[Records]
==*==
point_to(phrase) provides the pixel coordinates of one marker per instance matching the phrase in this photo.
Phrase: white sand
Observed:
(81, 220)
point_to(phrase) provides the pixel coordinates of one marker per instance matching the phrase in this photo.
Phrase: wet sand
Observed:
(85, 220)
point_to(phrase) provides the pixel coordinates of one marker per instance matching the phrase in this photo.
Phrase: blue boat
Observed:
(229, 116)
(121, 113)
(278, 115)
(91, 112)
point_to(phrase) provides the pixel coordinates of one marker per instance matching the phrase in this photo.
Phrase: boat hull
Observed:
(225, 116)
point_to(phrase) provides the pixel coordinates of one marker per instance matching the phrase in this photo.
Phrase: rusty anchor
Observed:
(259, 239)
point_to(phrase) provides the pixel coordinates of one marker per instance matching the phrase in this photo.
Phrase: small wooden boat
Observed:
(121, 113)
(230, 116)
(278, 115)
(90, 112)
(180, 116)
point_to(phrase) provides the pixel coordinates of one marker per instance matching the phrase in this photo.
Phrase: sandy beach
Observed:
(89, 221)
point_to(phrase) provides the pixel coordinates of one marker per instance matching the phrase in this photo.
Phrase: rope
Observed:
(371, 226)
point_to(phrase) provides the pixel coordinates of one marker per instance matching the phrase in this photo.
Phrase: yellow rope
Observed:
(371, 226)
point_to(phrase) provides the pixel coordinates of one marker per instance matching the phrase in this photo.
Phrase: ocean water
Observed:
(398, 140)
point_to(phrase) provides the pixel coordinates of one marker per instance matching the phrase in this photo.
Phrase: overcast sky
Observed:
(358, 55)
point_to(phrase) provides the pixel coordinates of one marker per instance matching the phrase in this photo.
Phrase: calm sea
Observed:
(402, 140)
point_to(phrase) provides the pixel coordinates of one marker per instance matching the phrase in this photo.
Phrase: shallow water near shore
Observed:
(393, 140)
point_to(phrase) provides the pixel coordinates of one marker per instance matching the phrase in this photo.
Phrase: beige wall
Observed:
==*==
* The task
Can you write out every row above word for word, keeping each line as it is?

* Reply
point_to(phrase) provides the pixel coordinates of one marker per instance matching the phrase in this photo.
Phrase: white sand
Observed:
(81, 220)
point_to(phrase) provides the pixel coordinates of one marker per instance matching the phrase in this photo.
Phrase: wet sand
Observed:
(85, 220)
point_to(phrase) provides the pixel coordinates of one marker per instance matching the phrase in this photo.
Phrase: blue boat
Observed:
(229, 116)
(121, 113)
(278, 115)
(91, 112)
point_to(phrase) provides the pixel coordinates of one marker per instance matching the phrase in this photo.
Phrase: boat hull
Observed:
(225, 116)
point_to(phrase) provides the pixel coordinates of one marker per instance matching the phrase in this photo.
Phrase: rusty anchor
Observed:
(259, 239)
point_to(phrase) provides the pixel coordinates of one marker per instance matching the phrase in this photo.
Phrase: small wooden boat
Observed:
(121, 113)
(230, 116)
(278, 115)
(90, 112)
(180, 116)
point_to(phrase) provides the pixel coordinates of one marker per instance matching the phrase in this photo.
Phrase: sandy beach
Observed:
(89, 221)
point_to(phrase) provides the pixel coordinates of one marker per instance matching the phrase in this photo.
Phrase: rope
Observed:
(371, 226)
point_to(phrase) provides the pixel coordinates of one marker per instance matching the phrase in this photo.
Phrase: yellow rope
Observed:
(371, 226)
point_to(phrase) provides the pixel coordinates of one marker per instance matching the phrase in this photo.
Phrase: ocean water
Observed:
(398, 140)
point_to(phrase) provides the pixel coordinates of one marker per instance matching the phrase in this photo.
Phrase: overcast sky
Observed:
(358, 55)
point_to(phrase) provides the pixel coordinates of one marker per instance matching the phrase in this photo.
Phrase: calm sea
Observed:
(402, 140)
point_to(phrase) provides the pixel coordinates of one marker per instance matching the phrase in this photo.
Phrase: shallow water near shore
Observed:
(393, 140)
point_to(phrase) provides the pixel coordinates of one marker per instance matching the phrase in this photo.
Phrase: beige wall
Observed:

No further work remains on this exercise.